- WHAT THIS TASK INVOLVES -
Please show every line of the entries below that contains the word "muzzle".
--------------------------------------------------
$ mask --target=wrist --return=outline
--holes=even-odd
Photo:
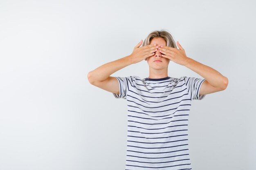
[[[186,67],[188,65],[190,64],[190,63],[193,60],[193,59],[192,59],[192,58],[187,57],[187,59],[185,62],[185,64],[184,64],[184,66]]]

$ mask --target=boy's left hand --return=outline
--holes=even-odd
[[[159,51],[163,54],[162,57],[167,58],[176,63],[184,66],[188,62],[190,58],[186,56],[185,50],[178,41],[177,41],[177,45],[180,49],[161,46],[158,49],[159,50]]]

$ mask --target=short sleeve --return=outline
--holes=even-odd
[[[185,77],[184,80],[191,100],[201,100],[204,98],[206,95],[199,95],[199,92],[203,82],[205,79]]]
[[[127,77],[115,77],[117,79],[119,84],[119,94],[112,93],[114,96],[117,99],[126,99],[127,92],[129,90],[128,84],[130,82],[131,76]]]

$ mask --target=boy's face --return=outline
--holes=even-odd
[[[160,46],[166,46],[166,42],[164,39],[162,37],[155,37],[152,39],[150,42],[150,44],[156,44],[157,46],[160,47]],[[155,53],[155,55],[152,56],[147,57],[146,60],[148,65],[153,68],[159,69],[164,68],[168,67],[168,64],[170,62],[170,60],[162,56],[163,54],[159,51],[159,50]],[[162,62],[157,62],[155,60],[159,60]]]

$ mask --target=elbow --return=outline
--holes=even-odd
[[[225,77],[225,80],[224,81],[224,83],[223,85],[223,90],[225,90],[227,88],[227,85],[229,84],[229,79],[227,77]]]
[[[93,82],[92,81],[92,73],[91,71],[90,71],[87,74],[87,79],[88,79],[88,81],[90,84],[92,84],[93,83]]]

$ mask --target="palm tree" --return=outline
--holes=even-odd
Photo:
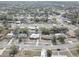
[[[47,57],[51,57],[52,56],[52,51],[51,50],[47,50]]]
[[[53,39],[51,40],[53,45],[57,45],[56,40],[57,40],[57,39],[56,39],[56,37],[55,37],[55,35],[54,35],[54,36],[53,36]]]
[[[9,55],[12,56],[12,57],[15,56],[15,54],[17,54],[17,52],[18,52],[18,48],[19,47],[17,47],[16,45],[12,45],[10,47]]]

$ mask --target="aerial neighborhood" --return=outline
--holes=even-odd
[[[79,57],[79,2],[0,1],[0,57]]]

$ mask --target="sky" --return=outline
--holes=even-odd
[[[79,0],[0,0],[0,1],[79,1]]]

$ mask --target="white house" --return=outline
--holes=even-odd
[[[38,39],[39,37],[40,35],[35,33],[30,35],[30,39]]]

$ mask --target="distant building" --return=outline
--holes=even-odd
[[[39,34],[31,34],[30,39],[39,39],[40,38],[40,35]]]

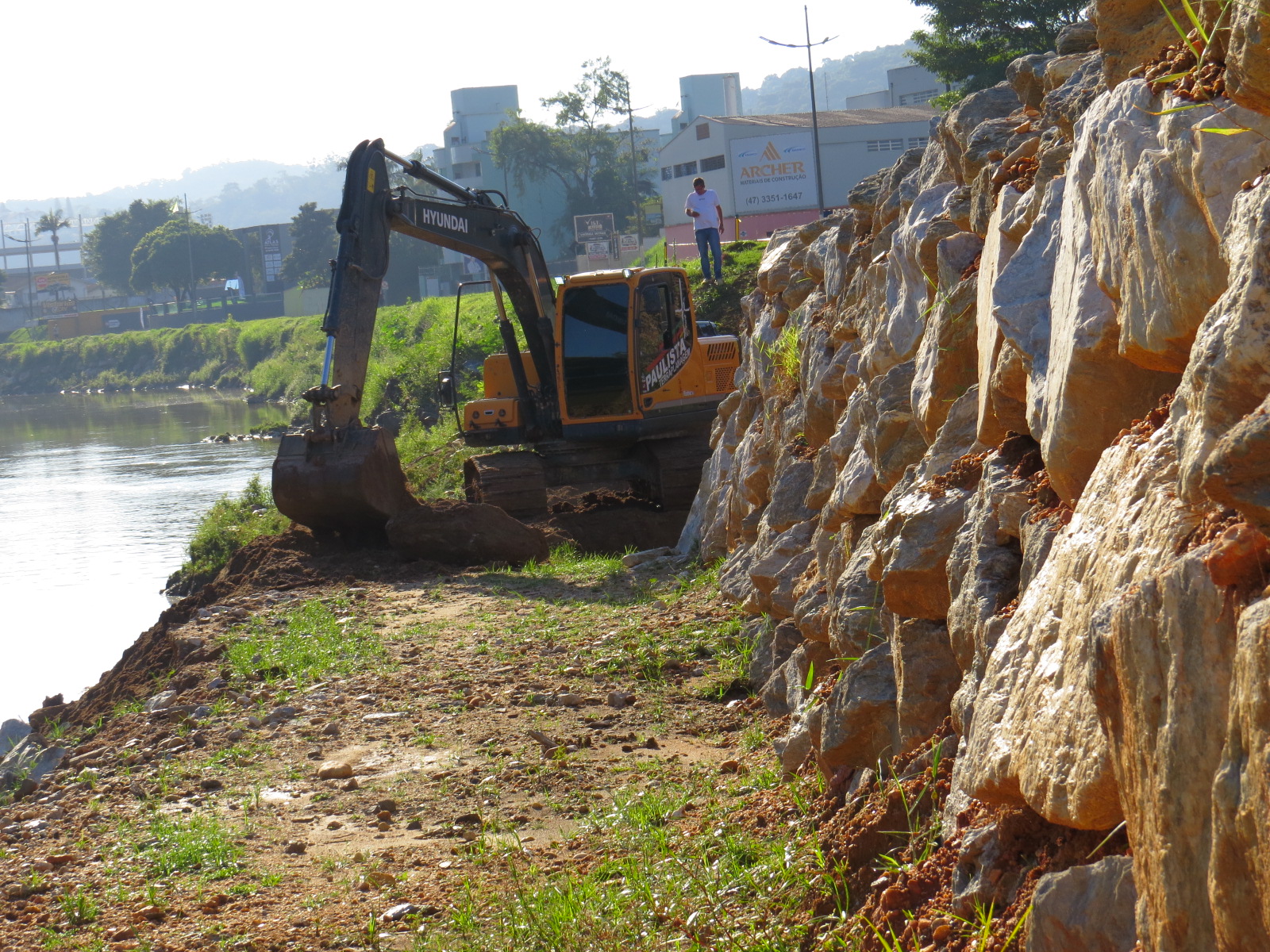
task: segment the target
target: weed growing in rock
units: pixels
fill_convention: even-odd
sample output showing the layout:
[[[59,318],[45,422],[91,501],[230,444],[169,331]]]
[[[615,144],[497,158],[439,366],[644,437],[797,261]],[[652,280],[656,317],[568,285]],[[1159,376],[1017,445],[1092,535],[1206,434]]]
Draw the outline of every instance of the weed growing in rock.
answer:
[[[579,552],[572,543],[556,546],[545,562],[531,562],[521,571],[531,579],[560,579],[587,585],[603,585],[626,574],[616,556]]]
[[[226,651],[230,668],[244,678],[293,678],[302,688],[367,663],[382,663],[380,635],[344,609],[339,599],[311,599],[281,616],[235,628],[239,637]]]
[[[102,911],[93,897],[81,889],[64,894],[58,897],[57,904],[62,908],[66,922],[72,927],[95,922]]]
[[[145,828],[122,829],[121,836],[133,843],[152,880],[177,873],[224,880],[240,868],[241,847],[234,842],[229,828],[212,816],[155,814]]]

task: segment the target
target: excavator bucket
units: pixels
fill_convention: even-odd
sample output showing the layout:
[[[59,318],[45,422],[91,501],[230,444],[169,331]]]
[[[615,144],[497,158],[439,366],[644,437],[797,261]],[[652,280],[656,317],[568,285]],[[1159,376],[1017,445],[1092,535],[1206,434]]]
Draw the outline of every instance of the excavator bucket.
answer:
[[[273,461],[279,512],[311,529],[363,534],[384,528],[419,503],[405,485],[392,435],[378,426],[342,428],[282,438]]]

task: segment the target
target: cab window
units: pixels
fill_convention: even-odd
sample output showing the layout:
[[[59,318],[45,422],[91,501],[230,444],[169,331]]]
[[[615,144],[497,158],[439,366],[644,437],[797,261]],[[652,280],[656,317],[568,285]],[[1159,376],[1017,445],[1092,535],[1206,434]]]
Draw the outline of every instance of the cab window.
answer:
[[[635,291],[639,307],[640,392],[664,386],[692,349],[688,294],[682,275],[648,274]]]
[[[561,303],[564,399],[569,416],[622,416],[631,400],[626,284],[569,288]]]

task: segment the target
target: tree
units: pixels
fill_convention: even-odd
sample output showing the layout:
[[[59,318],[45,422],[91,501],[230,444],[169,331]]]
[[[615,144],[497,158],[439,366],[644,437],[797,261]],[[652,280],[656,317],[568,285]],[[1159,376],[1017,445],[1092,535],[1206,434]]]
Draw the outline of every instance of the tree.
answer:
[[[1054,48],[1058,32],[1083,19],[1086,0],[914,0],[931,9],[909,57],[963,91],[1006,77],[1011,60]]]
[[[39,221],[36,222],[36,237],[41,235],[50,235],[53,240],[53,264],[56,268],[61,269],[62,256],[57,250],[57,232],[61,228],[69,228],[71,226],[70,221],[62,218],[62,209],[58,208],[56,212],[50,208],[47,212],[39,216]]]
[[[132,251],[137,242],[173,217],[170,201],[133,201],[108,215],[84,237],[84,264],[99,282],[116,291],[132,287]]]
[[[335,213],[305,202],[291,218],[291,254],[282,260],[282,279],[301,288],[329,284],[337,239]]]
[[[626,76],[608,60],[584,62],[582,80],[542,102],[556,112],[555,124],[531,122],[522,116],[490,132],[494,165],[504,169],[518,189],[527,182],[556,180],[564,188],[566,209],[556,222],[561,235],[573,234],[573,216],[615,212],[626,217],[639,201],[631,185],[626,132],[603,122],[629,105]],[[636,164],[648,162],[645,150]]]
[[[229,278],[243,267],[243,242],[224,225],[210,228],[173,218],[137,242],[132,251],[131,284],[137,291],[168,287],[180,300],[194,300],[190,278]]]

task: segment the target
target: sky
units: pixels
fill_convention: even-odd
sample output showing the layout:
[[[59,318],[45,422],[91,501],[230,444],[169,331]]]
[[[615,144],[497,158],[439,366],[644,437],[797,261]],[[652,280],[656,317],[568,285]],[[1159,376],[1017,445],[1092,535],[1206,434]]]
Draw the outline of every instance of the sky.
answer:
[[[611,57],[645,114],[678,105],[683,75],[739,72],[757,88],[806,65],[803,50],[758,38],[804,42],[803,5],[780,0],[6,8],[0,201],[100,193],[222,161],[307,164],[363,138],[405,154],[442,141],[451,89],[516,84],[522,110],[547,119],[538,99],[577,83],[587,60]],[[922,27],[906,0],[808,10],[813,42],[837,37],[813,51],[817,63]]]

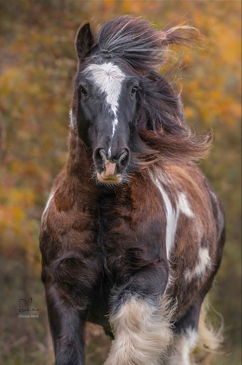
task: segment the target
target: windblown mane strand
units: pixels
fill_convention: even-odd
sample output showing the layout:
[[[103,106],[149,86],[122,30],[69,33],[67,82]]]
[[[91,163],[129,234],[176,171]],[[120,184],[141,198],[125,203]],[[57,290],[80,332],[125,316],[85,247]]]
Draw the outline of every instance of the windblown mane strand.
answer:
[[[199,160],[211,146],[211,135],[197,137],[187,128],[179,93],[156,72],[167,61],[166,51],[173,43],[195,45],[198,31],[182,25],[163,30],[148,20],[130,15],[108,21],[95,35],[92,58],[113,59],[142,77],[139,96],[137,132],[131,144],[132,169],[155,164],[184,163]]]

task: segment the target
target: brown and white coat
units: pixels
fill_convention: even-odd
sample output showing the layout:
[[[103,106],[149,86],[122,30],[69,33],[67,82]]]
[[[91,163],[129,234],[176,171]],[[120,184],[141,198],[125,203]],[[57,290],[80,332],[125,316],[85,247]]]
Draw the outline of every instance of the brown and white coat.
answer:
[[[186,130],[179,98],[153,69],[161,47],[190,31],[128,16],[95,36],[79,31],[69,157],[40,238],[56,365],[84,365],[86,321],[113,338],[105,365],[190,363],[224,217],[191,162],[207,143]]]

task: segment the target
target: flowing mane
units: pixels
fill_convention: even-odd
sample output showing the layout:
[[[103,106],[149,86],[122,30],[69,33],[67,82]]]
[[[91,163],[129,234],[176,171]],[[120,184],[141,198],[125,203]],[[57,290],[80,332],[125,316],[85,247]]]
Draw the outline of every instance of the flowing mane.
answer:
[[[132,136],[132,169],[204,158],[211,147],[211,134],[199,137],[191,131],[180,94],[157,72],[167,61],[168,46],[197,44],[198,31],[184,25],[160,30],[142,18],[125,15],[108,21],[92,33],[94,40],[84,65],[90,60],[99,62],[104,59],[143,79],[137,132]]]

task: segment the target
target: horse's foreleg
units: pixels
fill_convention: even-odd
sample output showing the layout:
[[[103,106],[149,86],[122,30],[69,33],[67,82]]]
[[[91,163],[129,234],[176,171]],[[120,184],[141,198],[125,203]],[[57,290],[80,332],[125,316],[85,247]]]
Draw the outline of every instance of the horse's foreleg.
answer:
[[[190,354],[198,341],[198,325],[202,303],[198,298],[185,314],[174,325],[174,336],[165,365],[190,365]]]
[[[46,296],[55,365],[84,365],[85,308],[54,285],[46,288]]]
[[[113,297],[109,320],[114,339],[105,365],[160,364],[172,338],[172,311],[165,297],[149,293],[151,286],[133,293],[126,287]]]

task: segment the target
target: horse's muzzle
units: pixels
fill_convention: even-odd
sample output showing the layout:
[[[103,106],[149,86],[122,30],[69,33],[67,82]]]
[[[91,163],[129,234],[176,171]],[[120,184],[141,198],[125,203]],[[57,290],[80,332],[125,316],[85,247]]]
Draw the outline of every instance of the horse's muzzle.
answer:
[[[101,170],[97,173],[98,179],[102,184],[119,184],[122,180],[122,171],[129,163],[129,150],[128,148],[122,150],[117,158],[107,159],[107,156],[108,154],[103,148],[96,149],[93,154],[94,162]]]

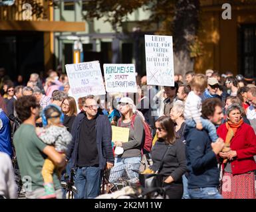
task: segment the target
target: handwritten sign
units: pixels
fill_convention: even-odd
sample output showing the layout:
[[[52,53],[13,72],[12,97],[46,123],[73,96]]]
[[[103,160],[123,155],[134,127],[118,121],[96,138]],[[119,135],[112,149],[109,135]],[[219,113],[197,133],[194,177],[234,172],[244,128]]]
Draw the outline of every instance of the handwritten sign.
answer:
[[[136,93],[134,64],[104,64],[107,92]]]
[[[145,34],[148,85],[174,86],[172,36]]]
[[[112,126],[112,140],[122,141],[122,142],[129,140],[130,129]]]
[[[74,97],[106,94],[98,61],[66,64],[65,68]]]

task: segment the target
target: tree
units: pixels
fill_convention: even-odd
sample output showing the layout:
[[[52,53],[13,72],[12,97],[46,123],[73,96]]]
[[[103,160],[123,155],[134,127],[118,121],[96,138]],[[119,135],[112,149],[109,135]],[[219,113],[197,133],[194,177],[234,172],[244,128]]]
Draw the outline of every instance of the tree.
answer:
[[[199,0],[89,0],[84,4],[85,19],[104,17],[116,32],[128,14],[142,7],[150,11],[149,21],[158,26],[155,34],[174,36],[175,72],[184,74],[193,70],[193,57],[197,56],[193,50],[198,46]]]

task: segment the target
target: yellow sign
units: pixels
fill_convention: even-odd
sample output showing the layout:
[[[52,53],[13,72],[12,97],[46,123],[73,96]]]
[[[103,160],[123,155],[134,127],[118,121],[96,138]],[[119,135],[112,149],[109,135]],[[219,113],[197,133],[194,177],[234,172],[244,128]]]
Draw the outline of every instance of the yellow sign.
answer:
[[[129,140],[130,129],[112,126],[112,141],[122,141],[122,142]]]

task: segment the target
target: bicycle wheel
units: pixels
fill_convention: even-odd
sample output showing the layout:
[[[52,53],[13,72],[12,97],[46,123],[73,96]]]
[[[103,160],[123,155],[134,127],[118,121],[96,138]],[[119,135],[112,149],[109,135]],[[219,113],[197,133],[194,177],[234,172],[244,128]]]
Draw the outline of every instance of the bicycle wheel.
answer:
[[[69,186],[66,182],[61,182],[62,187],[65,190],[66,199],[74,199],[74,195],[77,193],[76,187],[74,186]]]

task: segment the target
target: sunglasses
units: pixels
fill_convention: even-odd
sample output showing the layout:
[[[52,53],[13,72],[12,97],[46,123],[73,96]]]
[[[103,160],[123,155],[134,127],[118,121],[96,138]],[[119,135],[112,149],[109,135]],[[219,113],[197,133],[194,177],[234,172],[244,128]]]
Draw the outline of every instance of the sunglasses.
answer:
[[[216,89],[219,87],[219,85],[209,85],[209,87],[211,87],[212,89]]]
[[[125,102],[118,102],[119,106],[126,106],[128,104],[128,103],[125,103]]]
[[[162,127],[156,127],[156,131],[158,131],[159,132],[162,132],[162,130],[164,130],[164,128]]]

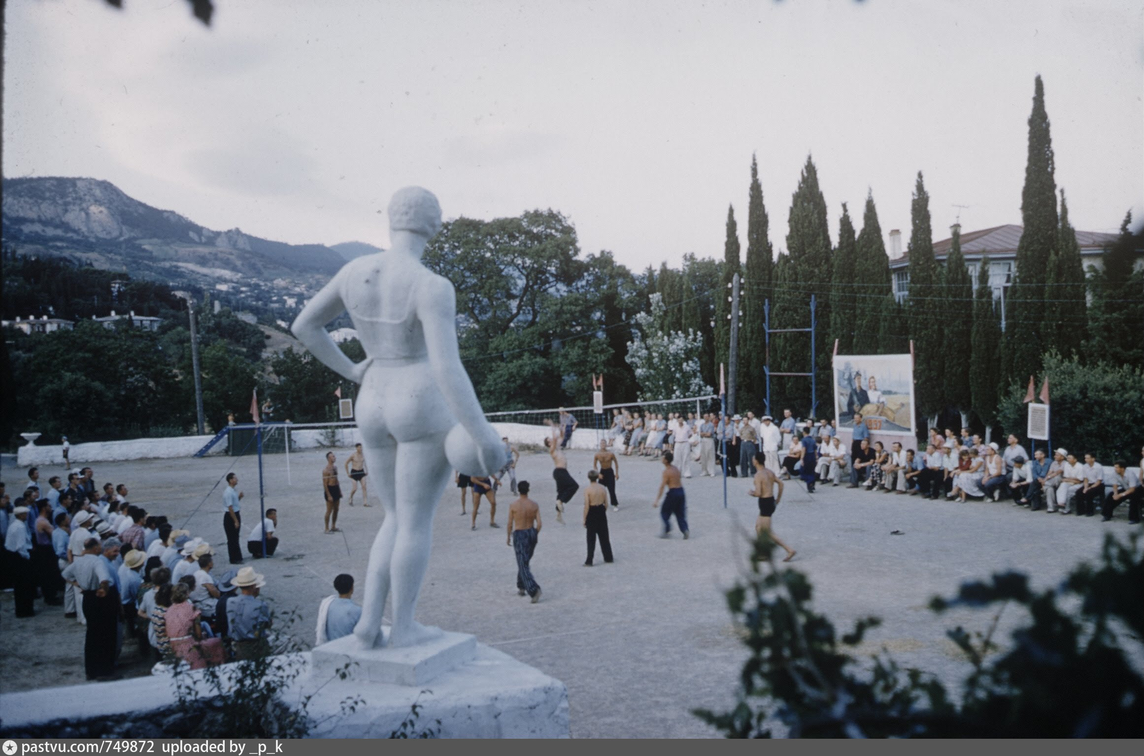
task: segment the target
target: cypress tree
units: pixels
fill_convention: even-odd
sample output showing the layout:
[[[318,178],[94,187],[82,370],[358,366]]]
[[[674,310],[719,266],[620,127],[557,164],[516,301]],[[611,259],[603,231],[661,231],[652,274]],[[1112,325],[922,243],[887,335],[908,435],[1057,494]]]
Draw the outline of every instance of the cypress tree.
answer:
[[[831,355],[834,344],[829,334],[831,307],[831,232],[826,217],[826,199],[818,186],[818,170],[810,156],[803,166],[799,188],[791,200],[788,216],[787,254],[791,257],[788,281],[782,289],[776,286],[774,317],[776,326],[781,328],[810,327],[810,295],[817,294],[816,353],[810,353],[810,334],[782,334],[776,341],[774,369],[780,372],[802,373],[813,368],[818,385],[821,387],[817,397],[818,407],[823,413],[831,405],[827,387],[832,385],[833,371]],[[807,416],[811,412],[810,381],[803,377],[782,379],[778,381],[782,406],[771,409],[782,409],[787,405],[795,414]],[[772,389],[773,389],[772,383]],[[817,408],[815,408],[817,412]]]
[[[1080,355],[1086,343],[1088,307],[1085,299],[1085,264],[1077,231],[1068,223],[1068,204],[1060,190],[1060,229],[1056,248],[1044,273],[1046,299],[1042,337],[1047,351],[1055,347],[1062,356]]]
[[[977,273],[972,342],[969,357],[969,390],[974,413],[988,428],[996,419],[1000,388],[998,357],[1001,349],[1001,324],[993,305],[988,256],[982,257],[982,266]]]
[[[763,366],[766,364],[766,334],[764,333],[763,302],[771,295],[774,260],[769,238],[770,222],[763,205],[763,186],[758,183],[758,162],[750,156],[750,189],[747,201],[747,262],[744,273],[744,319],[740,373],[742,400],[740,409],[758,409],[763,405],[765,385]]]
[[[740,281],[742,280],[742,271],[739,263],[739,228],[734,222],[734,206],[728,205],[726,208],[726,239],[723,242],[723,278],[722,286],[715,295],[715,372],[718,373],[718,364],[728,364],[728,358],[730,355],[731,345],[731,320],[729,316],[731,315],[731,303],[728,299],[731,296],[731,279],[736,273],[740,273]],[[740,284],[741,285],[741,284]],[[740,291],[741,294],[741,291]],[[741,309],[741,305],[740,305]],[[738,316],[738,313],[736,313]],[[739,334],[741,337],[741,333]],[[741,342],[741,339],[740,339]],[[742,353],[741,350],[739,352]],[[741,361],[741,358],[740,358]],[[729,366],[730,367],[730,366]],[[729,387],[730,388],[730,387]],[[716,387],[717,390],[717,387]]]
[[[1049,256],[1060,230],[1057,223],[1057,188],[1054,180],[1052,138],[1044,111],[1044,86],[1038,75],[1033,86],[1033,112],[1028,116],[1028,158],[1025,188],[1020,193],[1024,231],[1017,245],[1014,286],[1008,305],[1007,349],[1011,364],[1007,383],[1024,382],[1041,367],[1041,351],[1049,347],[1041,333],[1044,321],[1044,278]]]
[[[943,371],[945,404],[962,415],[972,408],[969,390],[969,361],[974,332],[974,281],[961,254],[961,226],[953,226],[950,254],[945,258],[945,317],[943,350],[947,355]]]
[[[938,284],[940,271],[934,258],[934,233],[930,229],[929,194],[917,172],[911,205],[909,295],[907,320],[914,342],[914,398],[916,411],[932,417],[944,406],[942,308]]]
[[[885,341],[880,336],[882,320],[885,317],[881,304],[887,294],[893,294],[893,289],[890,285],[890,257],[885,254],[882,224],[877,221],[873,192],[866,194],[866,209],[863,212],[861,232],[858,234],[853,289],[856,297],[855,319],[851,324],[853,353],[900,352],[904,347],[897,343],[900,339]],[[895,307],[895,312],[898,310],[899,308]]]
[[[847,204],[842,202],[839,246],[834,249],[834,269],[831,271],[831,343],[839,342],[840,355],[857,353],[853,351],[856,255],[855,225]]]

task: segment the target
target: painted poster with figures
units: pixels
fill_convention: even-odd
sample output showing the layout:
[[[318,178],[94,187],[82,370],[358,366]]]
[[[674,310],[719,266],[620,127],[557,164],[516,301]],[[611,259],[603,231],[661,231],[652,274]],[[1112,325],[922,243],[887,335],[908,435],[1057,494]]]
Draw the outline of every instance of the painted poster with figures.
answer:
[[[913,436],[914,364],[909,355],[835,355],[834,413],[839,428],[856,412],[872,432]]]

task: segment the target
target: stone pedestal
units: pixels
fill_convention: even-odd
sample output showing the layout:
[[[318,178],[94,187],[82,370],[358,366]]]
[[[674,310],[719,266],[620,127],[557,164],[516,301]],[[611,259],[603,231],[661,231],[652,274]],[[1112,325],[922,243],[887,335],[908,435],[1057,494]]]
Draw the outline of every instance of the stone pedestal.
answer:
[[[389,628],[383,632],[388,637]],[[416,686],[472,661],[477,639],[463,632],[446,632],[436,640],[410,648],[362,650],[357,638],[348,635],[324,643],[311,653],[315,677],[328,679],[349,663],[349,673],[355,679]]]

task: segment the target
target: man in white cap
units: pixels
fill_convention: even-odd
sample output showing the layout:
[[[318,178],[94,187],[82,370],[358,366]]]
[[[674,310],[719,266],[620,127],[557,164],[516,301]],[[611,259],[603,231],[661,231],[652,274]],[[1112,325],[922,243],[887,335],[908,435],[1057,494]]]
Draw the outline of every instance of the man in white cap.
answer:
[[[5,570],[11,580],[16,598],[16,616],[35,616],[35,575],[32,572],[32,539],[27,534],[27,507],[11,510],[18,522],[5,534]]]
[[[760,443],[762,444],[763,456],[766,459],[766,469],[774,475],[779,474],[779,446],[782,444],[782,431],[774,424],[774,419],[763,415],[763,427],[760,429]]]
[[[212,554],[210,544],[204,543],[202,539],[192,539],[183,546],[180,554],[183,558],[170,571],[172,584],[177,583],[184,575],[193,575],[198,571],[199,557]]]
[[[259,598],[267,580],[254,567],[243,567],[231,584],[239,594],[227,602],[227,631],[235,643],[235,659],[243,661],[259,654],[270,627],[270,607]]]
[[[1049,512],[1057,511],[1057,487],[1064,480],[1065,456],[1067,455],[1068,452],[1063,448],[1055,451],[1052,461],[1049,462],[1049,471],[1046,474],[1044,480],[1041,482],[1044,504]]]
[[[86,509],[80,509],[72,517],[72,528],[71,535],[67,538],[67,549],[71,552],[71,558],[69,562],[74,562],[78,557],[84,555],[84,544],[87,543],[88,539],[96,538],[95,531],[89,530],[87,525],[92,524],[94,516]],[[84,591],[79,588],[72,587],[70,589],[76,606],[76,620],[80,624],[87,624],[87,618],[84,616]]]
[[[124,556],[124,563],[119,565],[117,578],[119,578],[119,603],[124,608],[124,630],[127,635],[135,636],[135,615],[138,610],[135,602],[140,595],[140,586],[143,584],[142,570],[146,563],[146,555],[138,549],[132,549]]]

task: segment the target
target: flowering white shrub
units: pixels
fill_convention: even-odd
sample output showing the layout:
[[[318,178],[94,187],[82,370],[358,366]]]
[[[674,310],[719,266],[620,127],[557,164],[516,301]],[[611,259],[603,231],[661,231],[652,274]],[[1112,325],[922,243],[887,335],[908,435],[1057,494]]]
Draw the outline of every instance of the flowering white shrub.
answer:
[[[628,342],[628,365],[639,382],[639,400],[683,399],[712,393],[699,372],[699,353],[704,337],[664,327],[664,300],[651,295],[651,312],[641,312],[634,320],[634,340]]]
--------------------------------------------------
- TASK RESPONSE -
target: horse's muzzle
Draw the outline of every instance of the horse's muzzle.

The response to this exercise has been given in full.